[Stored records]:
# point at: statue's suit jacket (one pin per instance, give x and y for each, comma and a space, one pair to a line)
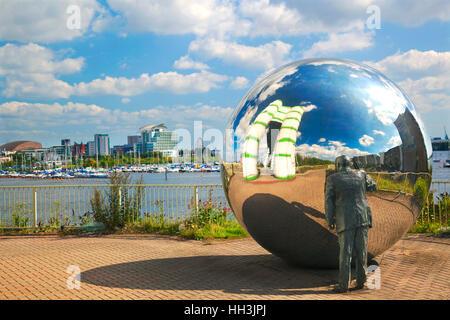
346, 204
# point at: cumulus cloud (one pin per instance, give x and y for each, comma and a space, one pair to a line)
355, 39
366, 140
423, 75
330, 151
394, 141
31, 71
44, 20
33, 116
172, 82
378, 132
214, 17
265, 56
187, 63
239, 83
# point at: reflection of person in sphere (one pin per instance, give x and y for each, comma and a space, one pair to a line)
347, 210
272, 133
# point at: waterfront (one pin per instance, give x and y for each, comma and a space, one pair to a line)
43, 201
180, 178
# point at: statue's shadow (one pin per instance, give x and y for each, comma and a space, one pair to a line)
245, 274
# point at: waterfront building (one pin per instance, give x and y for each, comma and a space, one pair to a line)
133, 139
156, 137
78, 149
90, 148
20, 145
101, 142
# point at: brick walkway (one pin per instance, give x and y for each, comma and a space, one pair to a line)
157, 267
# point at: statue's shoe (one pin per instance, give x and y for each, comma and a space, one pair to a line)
338, 289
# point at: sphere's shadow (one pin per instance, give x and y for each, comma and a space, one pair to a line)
243, 274
270, 220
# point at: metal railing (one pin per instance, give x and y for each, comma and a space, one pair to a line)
33, 206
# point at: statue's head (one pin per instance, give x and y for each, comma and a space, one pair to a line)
342, 163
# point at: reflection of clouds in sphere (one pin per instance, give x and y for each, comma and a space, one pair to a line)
320, 108
349, 108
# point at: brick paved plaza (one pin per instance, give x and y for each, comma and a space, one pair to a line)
159, 267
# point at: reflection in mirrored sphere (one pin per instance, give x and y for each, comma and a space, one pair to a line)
287, 132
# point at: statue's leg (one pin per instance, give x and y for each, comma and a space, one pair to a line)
361, 255
346, 240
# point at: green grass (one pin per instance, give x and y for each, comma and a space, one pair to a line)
436, 229
186, 229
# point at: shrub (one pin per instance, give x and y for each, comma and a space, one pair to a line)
20, 215
420, 191
119, 207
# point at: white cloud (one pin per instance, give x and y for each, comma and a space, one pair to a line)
378, 132
172, 82
187, 63
330, 151
39, 115
355, 39
329, 16
366, 140
423, 75
43, 20
31, 71
414, 64
394, 141
239, 83
199, 17
265, 56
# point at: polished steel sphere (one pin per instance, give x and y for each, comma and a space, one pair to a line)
287, 132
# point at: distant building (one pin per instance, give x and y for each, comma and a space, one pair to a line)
102, 144
78, 149
20, 145
118, 150
90, 148
133, 139
158, 138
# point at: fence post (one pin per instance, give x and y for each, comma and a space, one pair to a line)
120, 197
35, 207
195, 200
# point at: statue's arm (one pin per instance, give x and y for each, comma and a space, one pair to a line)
370, 184
330, 212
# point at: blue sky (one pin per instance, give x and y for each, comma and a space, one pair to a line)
131, 63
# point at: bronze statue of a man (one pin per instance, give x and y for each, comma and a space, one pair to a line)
347, 210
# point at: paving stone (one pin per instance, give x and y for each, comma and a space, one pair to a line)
162, 267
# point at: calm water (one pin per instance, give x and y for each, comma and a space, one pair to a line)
193, 178
174, 202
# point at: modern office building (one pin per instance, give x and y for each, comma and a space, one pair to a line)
156, 137
101, 142
90, 146
78, 149
133, 140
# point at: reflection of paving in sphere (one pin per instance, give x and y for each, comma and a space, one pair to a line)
291, 224
327, 108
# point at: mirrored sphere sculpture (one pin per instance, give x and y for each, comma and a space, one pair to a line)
286, 133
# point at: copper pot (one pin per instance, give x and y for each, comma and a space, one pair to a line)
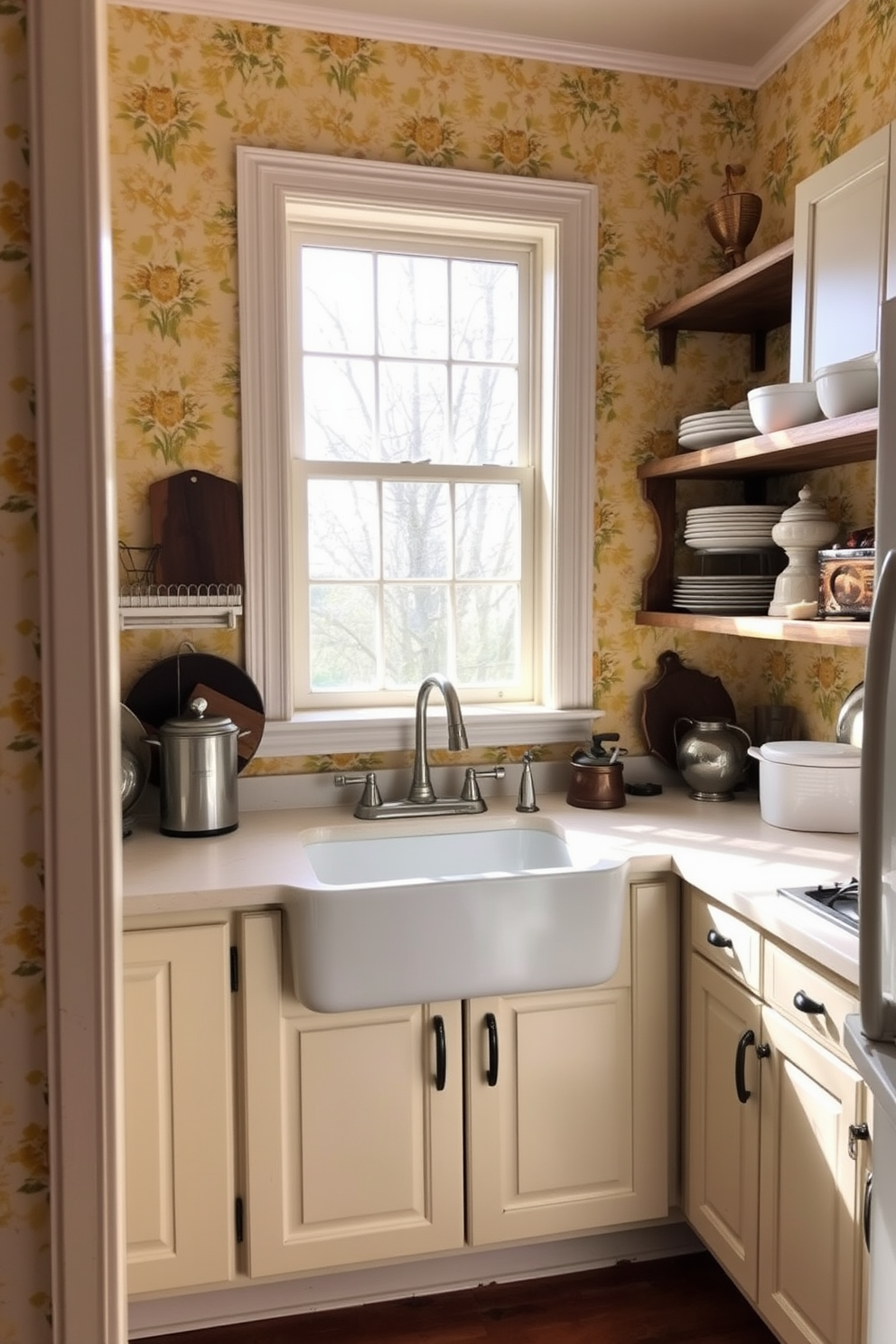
595, 785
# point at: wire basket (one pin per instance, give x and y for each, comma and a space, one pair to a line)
138, 564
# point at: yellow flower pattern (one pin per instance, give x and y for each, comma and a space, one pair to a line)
184, 90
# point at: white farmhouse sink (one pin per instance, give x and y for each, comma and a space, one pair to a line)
450, 910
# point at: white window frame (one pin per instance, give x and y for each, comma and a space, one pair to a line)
273, 184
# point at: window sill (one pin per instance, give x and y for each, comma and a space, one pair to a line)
359, 732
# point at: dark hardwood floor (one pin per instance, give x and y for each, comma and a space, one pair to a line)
686, 1300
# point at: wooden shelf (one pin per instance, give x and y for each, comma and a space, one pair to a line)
829, 443
754, 299
852, 635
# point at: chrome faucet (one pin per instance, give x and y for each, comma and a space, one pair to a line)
421, 798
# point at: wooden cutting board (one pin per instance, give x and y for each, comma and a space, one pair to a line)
680, 693
198, 520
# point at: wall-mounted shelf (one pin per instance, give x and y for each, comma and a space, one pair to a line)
754, 299
830, 443
160, 606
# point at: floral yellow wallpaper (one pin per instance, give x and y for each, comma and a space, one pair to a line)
24, 1258
185, 90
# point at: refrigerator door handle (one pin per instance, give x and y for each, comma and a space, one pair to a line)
877, 1007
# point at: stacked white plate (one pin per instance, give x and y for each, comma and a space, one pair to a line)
712, 427
733, 527
724, 594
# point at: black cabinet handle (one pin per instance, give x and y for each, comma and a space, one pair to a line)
805, 1004
857, 1134
441, 1052
741, 1087
492, 1027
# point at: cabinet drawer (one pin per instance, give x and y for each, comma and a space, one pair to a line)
727, 941
788, 979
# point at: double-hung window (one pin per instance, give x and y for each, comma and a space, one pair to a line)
416, 352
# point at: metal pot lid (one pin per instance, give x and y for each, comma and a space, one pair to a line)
198, 723
837, 754
849, 721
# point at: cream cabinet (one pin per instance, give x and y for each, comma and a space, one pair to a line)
352, 1121
178, 1087
356, 1129
568, 1094
775, 1148
843, 247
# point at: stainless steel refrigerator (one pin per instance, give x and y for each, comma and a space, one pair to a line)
872, 1038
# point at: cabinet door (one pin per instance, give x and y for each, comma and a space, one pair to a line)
841, 237
352, 1152
810, 1257
722, 1144
179, 1160
574, 1131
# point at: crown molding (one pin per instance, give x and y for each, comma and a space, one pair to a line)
317, 18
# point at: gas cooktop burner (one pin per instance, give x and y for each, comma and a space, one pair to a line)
838, 901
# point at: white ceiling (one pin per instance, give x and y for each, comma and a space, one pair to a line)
741, 42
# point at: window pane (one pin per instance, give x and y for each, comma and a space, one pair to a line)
484, 311
485, 417
342, 636
413, 413
413, 307
416, 531
338, 300
488, 633
342, 530
339, 409
488, 531
415, 636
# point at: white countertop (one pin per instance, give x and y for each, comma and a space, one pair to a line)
724, 848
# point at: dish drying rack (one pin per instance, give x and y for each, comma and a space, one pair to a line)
146, 605
154, 605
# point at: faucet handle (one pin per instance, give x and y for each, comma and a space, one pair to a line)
471, 790
371, 798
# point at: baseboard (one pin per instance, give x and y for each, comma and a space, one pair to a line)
248, 1302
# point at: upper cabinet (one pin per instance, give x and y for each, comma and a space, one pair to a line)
844, 233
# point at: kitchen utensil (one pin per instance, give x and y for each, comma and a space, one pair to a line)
680, 693
198, 773
198, 522
135, 766
733, 218
595, 779
802, 531
711, 756
809, 785
783, 405
848, 387
851, 718
163, 693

[Task brief]:
Restate the data above exactly, stripping out each image.

[Final result]:
# point at: statue's suit jacket (one pin per instance, give x and y for each, comma and a space, one pair to a line)
346, 204
# point at: cumulus cloud (one pin per instance, give x and y for each, comma and a space, one pair to a line)
355, 39
366, 140
423, 75
330, 151
394, 141
31, 71
44, 20
33, 116
172, 82
378, 132
214, 17
265, 56
187, 63
239, 83
# point at: reflection of person in sphere (one pin per instance, give x and y for each, comma and a space, one pair to a line)
347, 210
272, 133
# point at: waterfront (one pin per instance, give x and y for each, comma and a space, one pair to a line)
43, 201
180, 178
# point at: statue's shadow (one pin per instance, give x and y for each, comma and a space, one pair to a line)
245, 274
# point at: waterfront building (one pin per instance, give x and y for each, comma and a space, one pair to a line)
133, 139
156, 137
78, 149
90, 148
20, 145
101, 142
# point at: brick walkway (one pin per instance, give x and y for each, comma and a space, one pair to a line)
157, 267
# point at: statue's shoe (one pin per instance, give x and y for each, comma and a space, one pair to a line)
338, 289
# point at: sphere's shadow (one pin per instance, give x and y for each, comma and a space, one pair to a line)
243, 274
270, 220
# point at: metal railing (one pin per instance, give x and y for each, comma and a space, one pair to a line)
33, 206
# point at: statue's head (one pin per instance, give x and y for each, comma and a space, one pair to a line)
342, 163
# point at: reflection of clouds in sphere (one pin per instance, give x and y for each, comma and a space, one pair to a line)
320, 108
349, 108
# point at: brick paved plaza (one pin per instance, give x and y for each, comma and a space, one pair to a line)
159, 267
# point at: reflection in mirrored sphere (one pin per instance, give x and y for each, comma and a space, one pair to a line)
287, 132
# point at: statue's leg (one pin per instance, give x and y for each, comma and a space, one pair to a line)
361, 255
346, 240
# point at: green grass (one pin per instance, give x and y for each, comma and a space, one pair to a line)
436, 229
186, 229
# point at: shrub (one pin per instance, give x and y for each, comma and a space, one pair to a line)
20, 215
420, 191
119, 207
# point at: white cloud (one pin per instance, give x and y for each, comma and a space, one pair to a line)
378, 132
172, 82
187, 63
330, 151
39, 115
355, 39
329, 16
366, 140
423, 75
43, 20
31, 71
414, 64
394, 141
239, 83
199, 17
265, 56
# point at: polished steel sphere (one pin per instance, give x and y for each, comma and a space, one pair to a line)
287, 132
# point at: distant building (one pin per instance, give x and y for each, comma and a space, one pair to a line)
102, 144
78, 149
20, 145
118, 150
90, 148
133, 139
158, 138
# point at: fence post (one pin per instance, give x and y for each, comma and a space, one pair to a line)
120, 197
35, 207
195, 200
# point at: statue's arm (one pin per instance, give x and y for each, comma and a space, one pair to a line)
370, 184
330, 212
# point at: blue sky (one pin per instance, give x and y for each, comma and a space, one pair to a line)
131, 63
# point at: bronze statue of a man (one pin per instance, give x and y for each, comma and a space, one pair to a line)
347, 210
# point at: paving stone (one pin per instance, give x and y for each, comma and a space, one pair to a line)
162, 267
# point at: calm water (one pin per instance, give x and y for each, comma and a space, one pair to a line)
193, 178
174, 202
# point at: modern office building (one pin per instance, give x and y for each, comma and a space, one pair to a line)
156, 137
101, 142
90, 146
78, 149
133, 140
# point at: reflection of paving in sphere (one pin per instance, give x and y for each, comma and a space, one pair to a line)
291, 224
327, 108
# point at: mirrored sphere sculpture (one pin per instance, give x and y for each, comma and a space, one pair to a line)
286, 133
# point at: copper pot (one pin per instance, give x and y for each, comma and a space, one pair to a line)
595, 785
# point at: wire basket (one pin per instance, give x and y for each, comma and a space, one pair to a line)
138, 564
# point at: yellow flower pattern (one pin per instance, give x and y for each, comma and a space, one pair to a line)
184, 90
# point at: white farmhouse sink (one pin per instance, give x and y for each, comma and a space, one pair to a line)
450, 910
# point at: white window frame (one pin per instance, give x and y for each, comma and a space, one pair to a line)
273, 184
# point at: window sill (one pin per instance, give x and y for each, comma and a space, one pair to a line)
359, 732
# point at: dark hardwood floor (one pin per instance, give x and y for each, comma and a space, one pair to a line)
686, 1300
# point at: wooden shelf (one pin per instance, give x and y for each, comma and a space, one pair to a line)
829, 443
754, 299
852, 635
# point at: chrome faucet (one pin per instance, give x and y for each, comma and a space, one pair to a line)
421, 798
# point at: wooden cutting board (one pin per instance, give x and y for each, comma and a space, one pair to a line)
680, 693
198, 520
# point at: wall-mounted shelf (one pin per instance, give x and y for each, comma and a space, one pair to a line)
754, 299
830, 443
160, 606
# point at: floral yellow wallpaper (one pin per instance, give x and y for each, comma and a space, one pair to a line)
24, 1258
185, 90
# point at: refrigerator door handle (one pin per instance, give x and y for each, comma and a space, one pair to a line)
877, 1007
# point at: stacked white plate (one pin per instance, give x and y for each, comma and a space, one pair to a line)
712, 427
733, 527
724, 594
# point at: black cabinet handle (one pin per instance, give x and y for each, comma and a space, one pair to a line)
805, 1004
857, 1134
441, 1052
741, 1087
492, 1027
# point at: cabinet drawer (one pin per instance, give x and y for each, comma and a space, one pair to a line)
727, 941
788, 979
# point at: double-hung window (one pin per instance, give x and y for each, comma and a space, one pair to a line)
416, 352
# point at: metal pot lid (one pin per instance, give x and y for each, comma and a space, one pair to a line)
198, 723
837, 754
849, 721
# point at: cream cabinet (one pin per instance, give x and y for each, comma and a space, one pair to a line)
352, 1121
178, 1087
356, 1129
568, 1094
775, 1148
843, 247
# point at: stainless steel refrigerator (one pin per instance, give x and y for each, comma and a space, one pair to a line)
872, 1038
# point at: cabinet door (one pin per instance, give x and y for each, comma and a space, one pair to a line)
841, 237
352, 1152
810, 1257
722, 1144
179, 1160
574, 1131
# point at: crown molding (one pin per instance, give x and y for each, comma and a space, one pair to a line)
317, 18
# point at: gas cooktop burner (one pin per instance, give x and y for each, comma and a space, one pair to a line)
838, 901
# point at: white ceiling (one pin per instance, give x and y for each, comma and a space, one pair to a line)
741, 42
# point at: window pane (one pin per instance, give x and y for each, comma and a space, one pair to a line)
484, 311
485, 417
342, 636
413, 413
413, 307
416, 531
338, 300
488, 633
342, 530
339, 409
488, 531
415, 636
# point at: white countertop (one pin per instance, give x and y for each, comma and a space, one pair to a line)
724, 848
# point at: dish drying rack (one pin per instance, give x and y for each, comma and a space, one pair to a line)
146, 605
154, 605
# point at: faucet handle (one pin per instance, give x and y for each, comma and a space, one pair to a line)
471, 790
371, 798
# point at: baseboard (one pin per instance, give x and y for each, comma and a space, one pair to a line)
248, 1302
# point at: upper cabinet (one pin per instance, give x and y for each, comma and a space, one pair to a line)
844, 233
# point at: kitchen utensil (one pin per instance, give x and y for each, comma and a space, one pair to a line)
680, 693
198, 773
198, 522
135, 766
733, 218
595, 779
802, 531
711, 756
809, 785
783, 405
848, 387
851, 718
163, 693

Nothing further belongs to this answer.